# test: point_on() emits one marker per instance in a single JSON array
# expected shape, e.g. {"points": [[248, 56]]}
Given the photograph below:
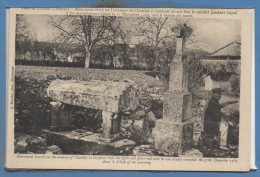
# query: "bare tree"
{"points": [[155, 33], [85, 30]]}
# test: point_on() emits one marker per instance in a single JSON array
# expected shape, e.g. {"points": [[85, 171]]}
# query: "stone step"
{"points": [[88, 143]]}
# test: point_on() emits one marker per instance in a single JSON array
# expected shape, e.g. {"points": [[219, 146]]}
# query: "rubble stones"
{"points": [[53, 150]]}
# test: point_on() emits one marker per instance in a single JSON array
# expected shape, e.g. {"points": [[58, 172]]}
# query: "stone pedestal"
{"points": [[110, 125], [60, 116], [173, 138], [178, 76], [174, 133], [176, 106]]}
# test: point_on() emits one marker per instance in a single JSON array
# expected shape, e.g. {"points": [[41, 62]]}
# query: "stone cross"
{"points": [[174, 132]]}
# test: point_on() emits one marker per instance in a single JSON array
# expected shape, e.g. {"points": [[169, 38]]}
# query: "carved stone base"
{"points": [[173, 138]]}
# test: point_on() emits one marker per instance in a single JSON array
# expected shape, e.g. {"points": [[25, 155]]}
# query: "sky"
{"points": [[212, 33]]}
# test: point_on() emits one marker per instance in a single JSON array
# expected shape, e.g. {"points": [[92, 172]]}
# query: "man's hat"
{"points": [[217, 90]]}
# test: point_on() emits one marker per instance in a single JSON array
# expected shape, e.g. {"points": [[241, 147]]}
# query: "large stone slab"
{"points": [[88, 143], [173, 138], [104, 95], [177, 106]]}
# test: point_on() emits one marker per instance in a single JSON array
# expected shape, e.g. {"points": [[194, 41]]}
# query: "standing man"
{"points": [[212, 118]]}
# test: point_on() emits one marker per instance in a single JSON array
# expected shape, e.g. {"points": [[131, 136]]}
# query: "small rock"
{"points": [[21, 146], [138, 115], [193, 153], [138, 125], [50, 77], [53, 150]]}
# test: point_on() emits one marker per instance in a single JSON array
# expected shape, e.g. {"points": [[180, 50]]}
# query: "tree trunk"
{"points": [[87, 58]]}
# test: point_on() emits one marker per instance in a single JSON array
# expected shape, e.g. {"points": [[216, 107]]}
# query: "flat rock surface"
{"points": [[85, 142]]}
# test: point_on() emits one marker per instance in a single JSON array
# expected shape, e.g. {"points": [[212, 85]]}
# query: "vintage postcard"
{"points": [[129, 89]]}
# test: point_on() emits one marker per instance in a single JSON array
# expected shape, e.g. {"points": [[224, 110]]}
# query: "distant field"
{"points": [[40, 72]]}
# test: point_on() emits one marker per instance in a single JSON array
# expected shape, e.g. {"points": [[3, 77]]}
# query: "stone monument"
{"points": [[174, 132]]}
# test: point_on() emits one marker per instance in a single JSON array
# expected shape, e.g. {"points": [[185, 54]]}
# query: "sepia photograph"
{"points": [[126, 85]]}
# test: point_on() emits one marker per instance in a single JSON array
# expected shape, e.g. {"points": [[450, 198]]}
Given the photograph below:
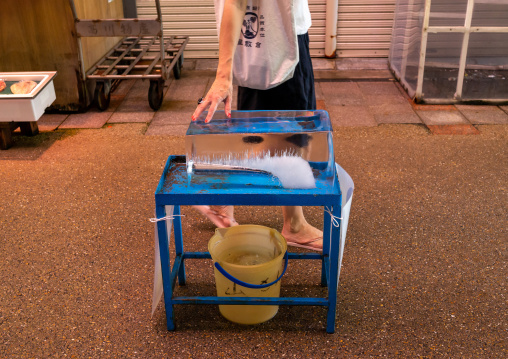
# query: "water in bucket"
{"points": [[252, 254]]}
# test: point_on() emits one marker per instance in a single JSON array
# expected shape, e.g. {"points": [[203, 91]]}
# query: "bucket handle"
{"points": [[248, 285]]}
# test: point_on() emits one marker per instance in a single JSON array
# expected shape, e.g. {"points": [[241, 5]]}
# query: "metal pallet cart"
{"points": [[143, 53]]}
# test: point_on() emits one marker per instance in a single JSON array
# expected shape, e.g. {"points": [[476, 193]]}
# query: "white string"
{"points": [[154, 220], [335, 219]]}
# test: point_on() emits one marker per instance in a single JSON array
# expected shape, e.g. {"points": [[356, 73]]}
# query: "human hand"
{"points": [[221, 91]]}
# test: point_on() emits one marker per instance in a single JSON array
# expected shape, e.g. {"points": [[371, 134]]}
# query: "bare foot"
{"points": [[221, 216], [307, 236]]}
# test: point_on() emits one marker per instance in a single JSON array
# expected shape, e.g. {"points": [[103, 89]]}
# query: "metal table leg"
{"points": [[333, 278], [160, 212]]}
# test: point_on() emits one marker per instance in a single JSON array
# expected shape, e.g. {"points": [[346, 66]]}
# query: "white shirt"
{"points": [[303, 20]]}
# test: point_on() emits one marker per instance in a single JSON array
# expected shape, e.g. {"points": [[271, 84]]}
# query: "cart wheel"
{"points": [[177, 69], [102, 96], [155, 94]]}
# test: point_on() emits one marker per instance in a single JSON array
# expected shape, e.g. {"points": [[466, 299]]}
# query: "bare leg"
{"points": [[221, 216], [297, 231]]}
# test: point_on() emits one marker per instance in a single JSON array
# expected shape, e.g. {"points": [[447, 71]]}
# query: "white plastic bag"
{"points": [[267, 51]]}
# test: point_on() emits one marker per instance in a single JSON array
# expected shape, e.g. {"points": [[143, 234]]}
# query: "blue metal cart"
{"points": [[174, 189]]}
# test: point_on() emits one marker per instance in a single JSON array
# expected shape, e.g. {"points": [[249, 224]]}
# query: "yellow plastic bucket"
{"points": [[248, 262]]}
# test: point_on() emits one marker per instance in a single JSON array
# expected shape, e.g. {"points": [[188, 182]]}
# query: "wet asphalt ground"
{"points": [[424, 270]]}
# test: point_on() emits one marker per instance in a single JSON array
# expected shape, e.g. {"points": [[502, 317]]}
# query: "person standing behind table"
{"points": [[296, 93]]}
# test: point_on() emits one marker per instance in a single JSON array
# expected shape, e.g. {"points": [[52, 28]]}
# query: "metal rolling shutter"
{"points": [[196, 18], [364, 28]]}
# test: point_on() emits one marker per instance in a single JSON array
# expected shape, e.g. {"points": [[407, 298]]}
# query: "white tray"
{"points": [[29, 107]]}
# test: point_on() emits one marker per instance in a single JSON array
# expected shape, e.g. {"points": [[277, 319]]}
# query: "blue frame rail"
{"points": [[175, 190]]}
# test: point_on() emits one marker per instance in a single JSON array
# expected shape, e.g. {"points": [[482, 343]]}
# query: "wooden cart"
{"points": [[143, 53]]}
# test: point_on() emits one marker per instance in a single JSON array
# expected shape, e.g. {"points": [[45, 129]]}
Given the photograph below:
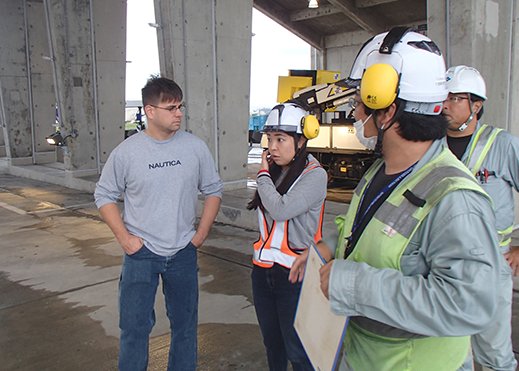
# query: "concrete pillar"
{"points": [[110, 45], [479, 33], [87, 39], [205, 47], [26, 97]]}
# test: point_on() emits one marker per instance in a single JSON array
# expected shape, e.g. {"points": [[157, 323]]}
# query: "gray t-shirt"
{"points": [[160, 182]]}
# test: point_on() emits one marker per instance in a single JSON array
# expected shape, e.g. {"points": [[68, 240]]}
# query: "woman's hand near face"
{"points": [[265, 160]]}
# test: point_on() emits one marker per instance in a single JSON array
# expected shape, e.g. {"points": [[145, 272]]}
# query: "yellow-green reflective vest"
{"points": [[382, 244], [483, 139]]}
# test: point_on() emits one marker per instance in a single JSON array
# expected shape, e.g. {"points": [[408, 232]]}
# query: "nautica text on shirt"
{"points": [[164, 164]]}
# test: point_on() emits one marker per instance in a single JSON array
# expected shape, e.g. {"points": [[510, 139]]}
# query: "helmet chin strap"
{"points": [[472, 113]]}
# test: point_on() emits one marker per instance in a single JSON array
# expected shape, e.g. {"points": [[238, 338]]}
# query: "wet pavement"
{"points": [[60, 266], [59, 271]]}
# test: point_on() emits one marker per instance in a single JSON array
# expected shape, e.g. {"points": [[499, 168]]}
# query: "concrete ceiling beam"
{"points": [[304, 15], [365, 19], [369, 3], [281, 16]]}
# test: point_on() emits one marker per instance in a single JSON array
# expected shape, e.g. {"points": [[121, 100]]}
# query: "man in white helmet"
{"points": [[492, 155], [416, 257]]}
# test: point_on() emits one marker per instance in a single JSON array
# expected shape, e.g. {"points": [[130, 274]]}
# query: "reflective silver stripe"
{"points": [[480, 146], [400, 218], [382, 329], [273, 255]]}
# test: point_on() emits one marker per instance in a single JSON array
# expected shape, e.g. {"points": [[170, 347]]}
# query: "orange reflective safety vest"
{"points": [[272, 245]]}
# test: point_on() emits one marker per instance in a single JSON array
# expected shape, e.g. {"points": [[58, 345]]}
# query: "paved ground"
{"points": [[59, 269]]}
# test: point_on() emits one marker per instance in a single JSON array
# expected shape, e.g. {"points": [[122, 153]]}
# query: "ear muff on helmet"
{"points": [[379, 86], [310, 127]]}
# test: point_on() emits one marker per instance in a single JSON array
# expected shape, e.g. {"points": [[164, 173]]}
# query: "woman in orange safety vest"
{"points": [[290, 204]]}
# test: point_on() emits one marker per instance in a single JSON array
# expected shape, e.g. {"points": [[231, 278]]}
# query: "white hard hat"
{"points": [[463, 79], [419, 66]]}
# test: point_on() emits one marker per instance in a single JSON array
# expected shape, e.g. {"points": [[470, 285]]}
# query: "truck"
{"points": [[337, 148]]}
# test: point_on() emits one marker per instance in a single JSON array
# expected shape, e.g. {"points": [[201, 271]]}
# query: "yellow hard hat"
{"points": [[379, 86]]}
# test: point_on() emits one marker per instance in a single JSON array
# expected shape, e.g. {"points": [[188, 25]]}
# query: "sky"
{"points": [[275, 50]]}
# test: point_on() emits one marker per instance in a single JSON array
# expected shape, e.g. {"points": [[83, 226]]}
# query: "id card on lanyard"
{"points": [[388, 188]]}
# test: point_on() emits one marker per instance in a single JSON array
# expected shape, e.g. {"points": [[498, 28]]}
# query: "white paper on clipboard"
{"points": [[321, 331]]}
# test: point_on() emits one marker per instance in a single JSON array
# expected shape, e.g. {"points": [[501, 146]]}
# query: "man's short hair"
{"points": [[161, 89]]}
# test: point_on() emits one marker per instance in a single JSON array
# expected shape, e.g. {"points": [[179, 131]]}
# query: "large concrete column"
{"points": [[87, 39], [26, 95], [479, 33], [205, 47]]}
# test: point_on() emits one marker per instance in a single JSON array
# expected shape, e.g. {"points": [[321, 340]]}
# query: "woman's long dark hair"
{"points": [[293, 172]]}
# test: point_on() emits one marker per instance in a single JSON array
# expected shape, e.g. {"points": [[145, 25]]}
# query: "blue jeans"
{"points": [[275, 301], [137, 289]]}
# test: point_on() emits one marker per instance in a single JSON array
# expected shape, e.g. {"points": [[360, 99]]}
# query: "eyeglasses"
{"points": [[454, 99], [172, 109]]}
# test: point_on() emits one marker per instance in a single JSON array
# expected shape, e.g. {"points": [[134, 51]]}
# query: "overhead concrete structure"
{"points": [[205, 47]]}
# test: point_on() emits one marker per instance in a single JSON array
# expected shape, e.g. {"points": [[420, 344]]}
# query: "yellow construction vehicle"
{"points": [[337, 147]]}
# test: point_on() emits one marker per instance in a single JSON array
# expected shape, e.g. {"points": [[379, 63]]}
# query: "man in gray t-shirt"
{"points": [[159, 171]]}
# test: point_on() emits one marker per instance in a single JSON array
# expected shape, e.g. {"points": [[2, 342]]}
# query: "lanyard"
{"points": [[386, 189]]}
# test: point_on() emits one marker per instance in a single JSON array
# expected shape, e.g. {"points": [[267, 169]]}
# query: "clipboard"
{"points": [[320, 330]]}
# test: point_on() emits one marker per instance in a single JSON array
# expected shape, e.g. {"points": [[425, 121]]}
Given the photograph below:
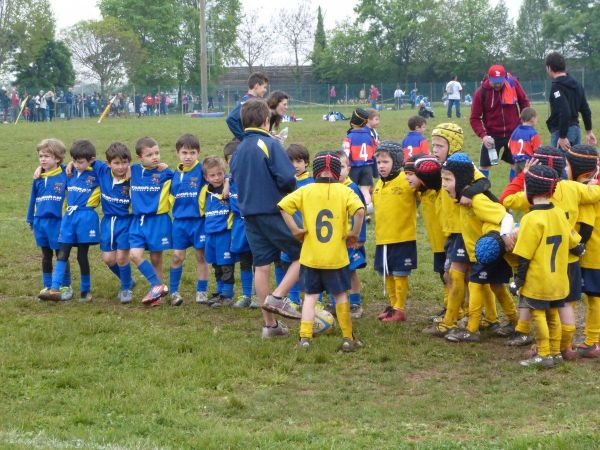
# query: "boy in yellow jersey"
{"points": [[569, 196], [395, 207], [325, 206], [423, 173], [544, 240], [484, 215], [447, 139]]}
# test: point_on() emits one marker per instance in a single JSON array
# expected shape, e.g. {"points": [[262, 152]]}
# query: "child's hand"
{"points": [[69, 169], [38, 173], [299, 234]]}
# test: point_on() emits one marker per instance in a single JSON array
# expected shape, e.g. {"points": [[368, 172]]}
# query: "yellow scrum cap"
{"points": [[453, 135]]}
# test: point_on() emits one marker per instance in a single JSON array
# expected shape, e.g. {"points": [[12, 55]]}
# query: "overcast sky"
{"points": [[68, 12]]}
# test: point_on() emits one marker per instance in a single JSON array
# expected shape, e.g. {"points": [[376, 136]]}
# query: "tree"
{"points": [[294, 28], [105, 49], [50, 69]]}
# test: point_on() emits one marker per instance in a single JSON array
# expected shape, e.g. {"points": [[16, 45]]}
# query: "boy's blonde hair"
{"points": [[53, 146], [211, 162]]}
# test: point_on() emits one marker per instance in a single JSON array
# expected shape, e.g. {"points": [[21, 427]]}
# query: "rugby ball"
{"points": [[324, 323]]}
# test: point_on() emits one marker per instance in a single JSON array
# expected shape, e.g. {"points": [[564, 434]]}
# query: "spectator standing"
{"points": [[453, 89], [567, 101], [495, 113]]}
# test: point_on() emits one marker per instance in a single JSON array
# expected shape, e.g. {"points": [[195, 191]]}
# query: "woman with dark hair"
{"points": [[278, 102]]}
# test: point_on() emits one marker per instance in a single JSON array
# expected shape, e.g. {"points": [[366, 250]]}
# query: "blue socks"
{"points": [[125, 276], [175, 278], [246, 277], [201, 285], [148, 271]]}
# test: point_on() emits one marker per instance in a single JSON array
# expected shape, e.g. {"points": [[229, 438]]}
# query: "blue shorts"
{"points": [[268, 236], [456, 250], [590, 282], [333, 281], [498, 272], [358, 258], [151, 232], [188, 233], [218, 249], [401, 258], [574, 272], [114, 233], [81, 226], [239, 242], [46, 231]]}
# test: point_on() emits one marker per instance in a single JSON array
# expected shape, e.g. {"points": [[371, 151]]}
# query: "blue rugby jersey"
{"points": [[115, 197], [48, 195], [185, 189], [83, 189], [217, 213], [150, 190]]}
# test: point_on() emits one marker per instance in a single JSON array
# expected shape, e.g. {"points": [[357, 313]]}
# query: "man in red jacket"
{"points": [[495, 112]]}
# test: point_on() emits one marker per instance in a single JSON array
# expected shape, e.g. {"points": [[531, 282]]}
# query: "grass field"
{"points": [[106, 376]]}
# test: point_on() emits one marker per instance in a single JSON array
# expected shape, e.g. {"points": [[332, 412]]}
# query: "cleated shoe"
{"points": [[52, 295], [303, 344], [519, 340], [242, 302], [155, 294], [386, 312], [279, 330], [221, 302], [281, 306], [588, 351], [397, 315], [125, 296], [356, 311], [463, 335], [201, 298], [66, 293], [545, 362], [176, 299]]}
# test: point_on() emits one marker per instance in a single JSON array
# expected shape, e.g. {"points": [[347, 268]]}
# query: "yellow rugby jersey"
{"points": [[395, 207], [545, 237], [484, 215], [325, 208], [591, 257], [431, 206]]}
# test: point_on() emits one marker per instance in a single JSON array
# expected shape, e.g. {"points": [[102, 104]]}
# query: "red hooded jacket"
{"points": [[494, 118]]}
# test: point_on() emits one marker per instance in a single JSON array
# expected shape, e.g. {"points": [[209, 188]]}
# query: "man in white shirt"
{"points": [[453, 89]]}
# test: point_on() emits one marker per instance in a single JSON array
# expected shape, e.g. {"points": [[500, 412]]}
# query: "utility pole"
{"points": [[203, 56]]}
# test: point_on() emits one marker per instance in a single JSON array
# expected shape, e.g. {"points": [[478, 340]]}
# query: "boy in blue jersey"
{"points": [[45, 209], [258, 84], [151, 225], [217, 226], [239, 242], [115, 200], [188, 226], [80, 225], [299, 157]]}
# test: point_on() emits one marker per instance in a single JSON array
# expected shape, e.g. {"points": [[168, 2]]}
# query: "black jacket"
{"points": [[567, 100]]}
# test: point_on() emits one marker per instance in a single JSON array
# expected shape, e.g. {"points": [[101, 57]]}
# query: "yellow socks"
{"points": [[479, 294], [566, 341], [592, 320], [401, 288], [506, 301], [542, 334], [554, 330], [342, 311], [456, 295], [306, 329]]}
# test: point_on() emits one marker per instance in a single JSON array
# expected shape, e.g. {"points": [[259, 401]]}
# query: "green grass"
{"points": [[107, 376]]}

+ + +

● **Task requirements**:
Count the lines in the records above that contain the string "cart", and give only that number.

● **Expected output**:
4